[YOUR TASKS]
1. In the amp forum thread, what finish does tyroneshoes want after sanding away the top layer of the hammered finish?
2. Retype the part of the amp forum thread starting with "I have 4 zapco" and going on through "that in consideration.".

I have 4 zapco refs that together dont weigh as much as this one sony. Its big like a tank and built like one using all quality parts and sounds great and has tons of clean power. It will take up no space as I will be hiding it in a recessed area Im building in my trunk. And that amp you sold put out more like 450-500 watts. You cant fit all that dual power supply stuff/high current stuff without ventilation and some small size heatsink in a small chassis although hi-current a/b is not the fad any longer. This amp this way overbuilt for that. This is not a 75x4 amp. Its as powerful as a zapco 1000.4 (not small) so take that in consideration.


----------



## pjc (May 3, 2009)

That black finish looks nice. Alot better than the red. I might have to look for one of these.


----------



## ReloadedSS (Aug 26, 2008)

tyroneshoes said:


> Hammered finish. Need it to dry for a few more hours, light sand and do a last coat. That red is hard to cover.


That looks good so far for a work in progress. Will be nice to see when it's all done. I think I'm leaving mine red, although it's pretty scratched up all over, so I might do some re-finishing.

The size and weight is about the only drawback (kicking a dead horse, I know).


----------



## tyroneshoes (Mar 21, 2006)

pjc said:


> That black finish looks nice. Alot better than the red. I might have to look for one of these.


Thanks. Honestly, Im sanding away the top layer of the hammered finish for a satin or flat black. Its a lil too glossy and dimply for my liking and the hammered finish would work as a nice black primer if I can get it nice and even.


----------



## tyroneshoes (Mar 21, 2006)

Rows from a box labeling dataset:
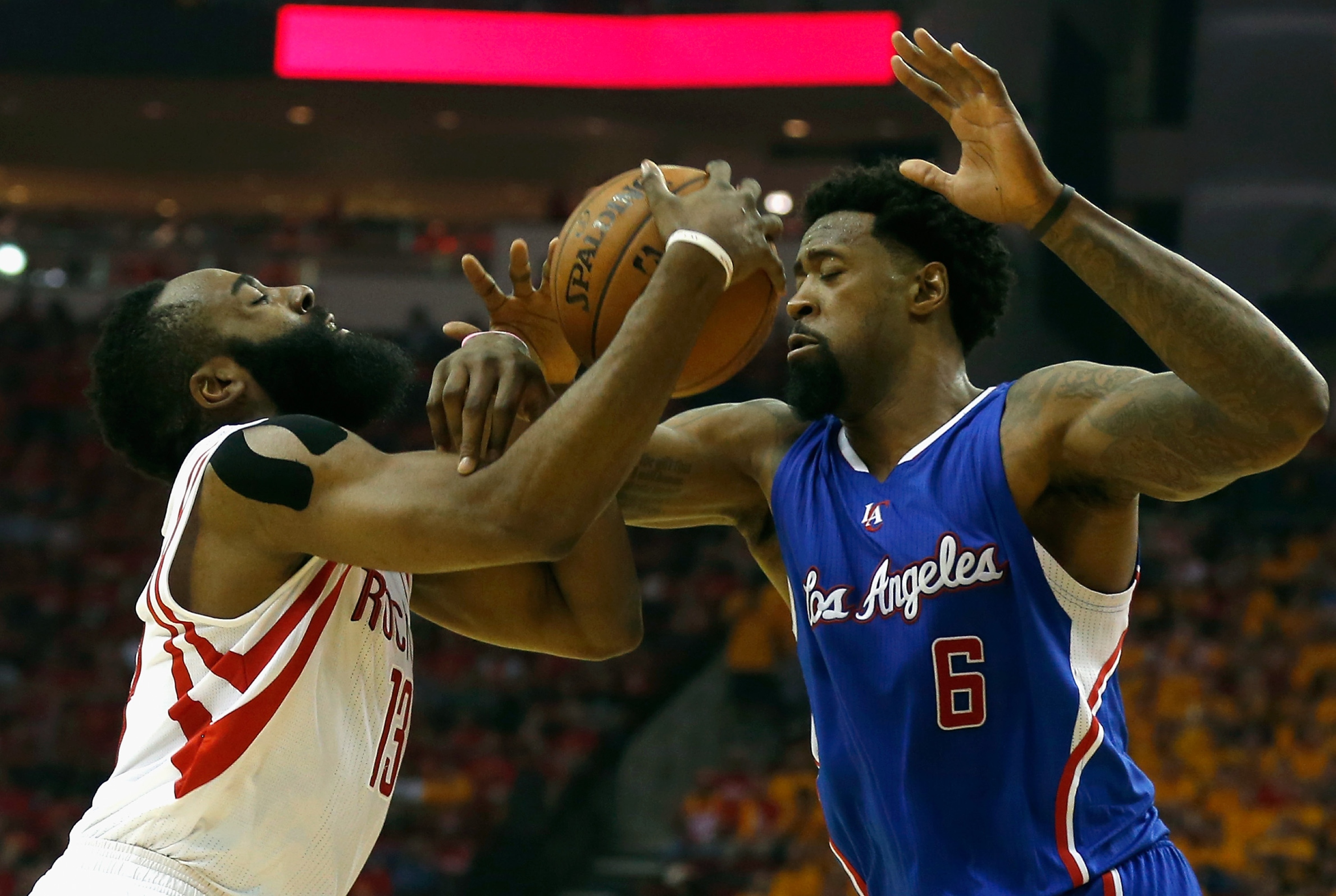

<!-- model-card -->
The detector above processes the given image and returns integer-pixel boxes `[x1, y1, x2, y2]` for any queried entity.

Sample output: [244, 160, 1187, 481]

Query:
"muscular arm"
[617, 399, 807, 594]
[1023, 196, 1328, 501]
[413, 503, 644, 660]
[891, 28, 1328, 503]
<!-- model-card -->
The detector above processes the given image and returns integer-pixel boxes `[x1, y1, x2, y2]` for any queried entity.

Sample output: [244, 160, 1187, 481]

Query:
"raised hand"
[640, 160, 786, 295]
[457, 239, 580, 386]
[891, 28, 1062, 228]
[426, 322, 554, 475]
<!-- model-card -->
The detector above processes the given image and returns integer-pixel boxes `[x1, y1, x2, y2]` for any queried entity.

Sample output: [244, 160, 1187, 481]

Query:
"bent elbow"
[1283, 373, 1331, 451]
[584, 613, 645, 661]
[1297, 373, 1332, 445]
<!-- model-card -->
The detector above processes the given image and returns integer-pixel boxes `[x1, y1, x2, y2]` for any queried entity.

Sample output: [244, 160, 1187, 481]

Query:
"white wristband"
[664, 230, 733, 290]
[460, 330, 532, 358]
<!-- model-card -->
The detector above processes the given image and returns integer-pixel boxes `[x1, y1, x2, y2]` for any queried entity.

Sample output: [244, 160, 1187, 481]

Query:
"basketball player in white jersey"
[33, 163, 783, 896]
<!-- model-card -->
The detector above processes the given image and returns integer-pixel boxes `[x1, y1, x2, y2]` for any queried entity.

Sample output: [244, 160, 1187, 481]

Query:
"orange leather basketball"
[552, 166, 783, 398]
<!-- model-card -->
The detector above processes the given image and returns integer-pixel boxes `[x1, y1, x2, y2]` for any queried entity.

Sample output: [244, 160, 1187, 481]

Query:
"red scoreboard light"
[274, 5, 900, 90]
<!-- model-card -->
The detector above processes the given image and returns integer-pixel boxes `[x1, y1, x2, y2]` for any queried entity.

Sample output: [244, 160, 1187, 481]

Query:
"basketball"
[552, 166, 783, 398]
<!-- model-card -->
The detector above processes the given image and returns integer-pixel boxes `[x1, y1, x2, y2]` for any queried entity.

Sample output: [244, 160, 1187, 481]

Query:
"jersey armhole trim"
[1030, 535, 1141, 613]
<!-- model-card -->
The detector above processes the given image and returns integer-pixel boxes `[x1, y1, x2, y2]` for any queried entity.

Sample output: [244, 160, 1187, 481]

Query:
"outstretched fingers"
[892, 28, 983, 103]
[891, 56, 955, 119]
[510, 239, 533, 299]
[538, 236, 561, 293]
[460, 255, 506, 313]
[705, 159, 733, 187]
[951, 44, 1011, 103]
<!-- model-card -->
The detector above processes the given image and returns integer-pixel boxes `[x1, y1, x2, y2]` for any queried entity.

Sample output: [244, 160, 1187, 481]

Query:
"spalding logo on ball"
[552, 166, 783, 398]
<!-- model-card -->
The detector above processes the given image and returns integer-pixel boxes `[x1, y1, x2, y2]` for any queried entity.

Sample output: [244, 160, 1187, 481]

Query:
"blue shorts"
[1067, 840, 1201, 896]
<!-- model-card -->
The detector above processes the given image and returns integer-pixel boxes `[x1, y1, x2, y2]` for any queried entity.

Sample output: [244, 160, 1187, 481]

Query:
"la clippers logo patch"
[863, 501, 891, 531]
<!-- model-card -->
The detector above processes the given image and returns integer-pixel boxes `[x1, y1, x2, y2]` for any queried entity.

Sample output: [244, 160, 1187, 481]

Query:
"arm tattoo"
[1043, 197, 1325, 433]
[210, 414, 347, 510]
[617, 454, 692, 514]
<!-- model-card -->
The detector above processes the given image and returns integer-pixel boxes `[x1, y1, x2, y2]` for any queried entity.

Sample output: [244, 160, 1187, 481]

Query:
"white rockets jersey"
[61, 421, 413, 896]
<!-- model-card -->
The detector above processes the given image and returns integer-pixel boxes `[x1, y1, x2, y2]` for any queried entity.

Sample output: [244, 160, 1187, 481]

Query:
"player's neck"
[843, 353, 981, 479]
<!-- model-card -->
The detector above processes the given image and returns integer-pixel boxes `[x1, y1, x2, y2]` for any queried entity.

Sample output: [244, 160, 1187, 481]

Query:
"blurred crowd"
[0, 268, 1336, 896]
[0, 207, 502, 290]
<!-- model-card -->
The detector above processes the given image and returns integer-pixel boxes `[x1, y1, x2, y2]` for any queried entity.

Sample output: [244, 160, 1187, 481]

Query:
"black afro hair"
[803, 159, 1014, 353]
[88, 281, 218, 482]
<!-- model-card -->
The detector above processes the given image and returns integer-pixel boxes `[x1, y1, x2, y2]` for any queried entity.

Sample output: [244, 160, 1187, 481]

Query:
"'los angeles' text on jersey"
[803, 531, 1006, 625]
[771, 386, 1172, 896]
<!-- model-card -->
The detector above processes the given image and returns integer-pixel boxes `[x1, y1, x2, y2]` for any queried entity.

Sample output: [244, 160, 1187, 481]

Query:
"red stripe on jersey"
[208, 561, 339, 692]
[146, 599, 212, 749]
[1054, 629, 1128, 887]
[172, 567, 349, 798]
[828, 840, 867, 896]
[116, 634, 144, 757]
[158, 561, 337, 693]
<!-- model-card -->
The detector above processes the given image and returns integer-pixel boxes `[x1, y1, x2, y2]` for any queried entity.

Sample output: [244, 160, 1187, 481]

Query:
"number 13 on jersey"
[367, 669, 413, 796]
[933, 634, 989, 732]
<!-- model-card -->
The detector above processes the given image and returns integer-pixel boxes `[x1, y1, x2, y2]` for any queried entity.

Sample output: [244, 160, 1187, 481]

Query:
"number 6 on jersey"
[933, 634, 989, 732]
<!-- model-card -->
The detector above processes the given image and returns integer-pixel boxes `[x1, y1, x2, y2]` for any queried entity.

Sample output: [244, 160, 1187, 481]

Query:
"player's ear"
[910, 262, 950, 315]
[190, 355, 261, 413]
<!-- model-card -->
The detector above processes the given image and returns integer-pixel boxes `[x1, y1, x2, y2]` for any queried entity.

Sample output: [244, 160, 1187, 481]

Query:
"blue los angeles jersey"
[771, 386, 1168, 896]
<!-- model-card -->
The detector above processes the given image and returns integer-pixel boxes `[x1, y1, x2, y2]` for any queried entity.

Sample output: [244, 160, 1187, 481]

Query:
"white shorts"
[32, 840, 218, 896]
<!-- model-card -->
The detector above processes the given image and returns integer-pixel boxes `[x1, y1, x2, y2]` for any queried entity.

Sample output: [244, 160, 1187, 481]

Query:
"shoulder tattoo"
[210, 414, 347, 510]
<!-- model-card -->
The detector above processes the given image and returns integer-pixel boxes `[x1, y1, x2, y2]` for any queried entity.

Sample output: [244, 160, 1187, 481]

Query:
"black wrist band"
[1030, 184, 1077, 239]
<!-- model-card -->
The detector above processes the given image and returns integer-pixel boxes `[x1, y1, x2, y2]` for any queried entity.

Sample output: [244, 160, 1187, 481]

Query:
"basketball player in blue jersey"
[442, 31, 1328, 896]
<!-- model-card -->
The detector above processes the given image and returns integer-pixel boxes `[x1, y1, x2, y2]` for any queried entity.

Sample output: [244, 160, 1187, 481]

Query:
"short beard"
[227, 307, 413, 430]
[784, 327, 846, 421]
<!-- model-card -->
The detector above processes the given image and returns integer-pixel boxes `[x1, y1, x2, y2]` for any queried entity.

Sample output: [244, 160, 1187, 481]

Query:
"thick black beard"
[784, 327, 846, 421]
[227, 307, 413, 430]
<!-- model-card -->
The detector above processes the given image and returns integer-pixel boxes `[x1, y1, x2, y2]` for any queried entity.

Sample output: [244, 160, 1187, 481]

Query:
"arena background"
[0, 0, 1336, 896]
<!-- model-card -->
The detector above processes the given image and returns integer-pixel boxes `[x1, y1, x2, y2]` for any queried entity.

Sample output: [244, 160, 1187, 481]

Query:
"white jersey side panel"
[61, 428, 413, 896]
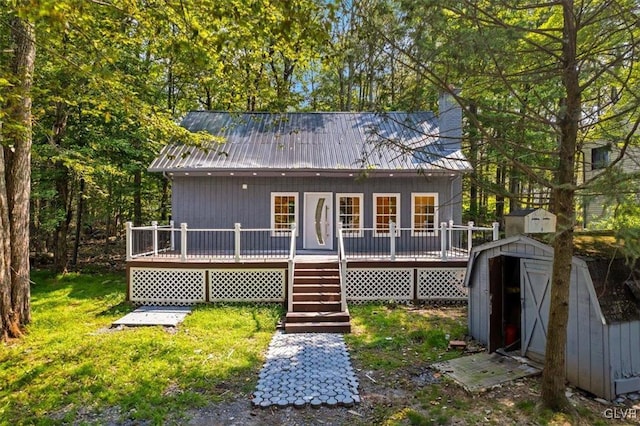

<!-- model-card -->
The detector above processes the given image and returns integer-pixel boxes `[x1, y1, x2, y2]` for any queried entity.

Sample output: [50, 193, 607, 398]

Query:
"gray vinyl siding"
[172, 176, 462, 248]
[467, 238, 640, 399]
[608, 321, 640, 398]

[WRITTEN ANSWERS]
1. A satin or flat black finish.

2.
I have 4 zapco refs that together dont weigh as much as this one sony. Its big like a tank and built like one using all quality parts and sounds great and has tons of clean power. It will take up no space as I will be hiding it in a recessed area Im building in my trunk. And that amp you sold put out more like 450-500 watts. You cant fit all that dual power supply stuff/high current stuff without ventilation and some small size heatsink in a small chassis although hi-current a/b is not the fad any longer. This amp this way overbuilt for that. This is not a 75x4 amp. Its as powerful as a zapco 1000.4 (not small) so take that in consideration.